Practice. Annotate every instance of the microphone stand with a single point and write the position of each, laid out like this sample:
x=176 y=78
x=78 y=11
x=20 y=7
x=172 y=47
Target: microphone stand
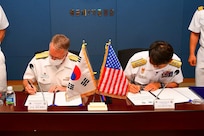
______
◆ What the task requires
Each line above that includes "stand" should be shown.

◆ Your solution
Practice. Annotate every instance of the microphone stand with a single point and write the position of each, laid out like this sample:
Target: microphone stand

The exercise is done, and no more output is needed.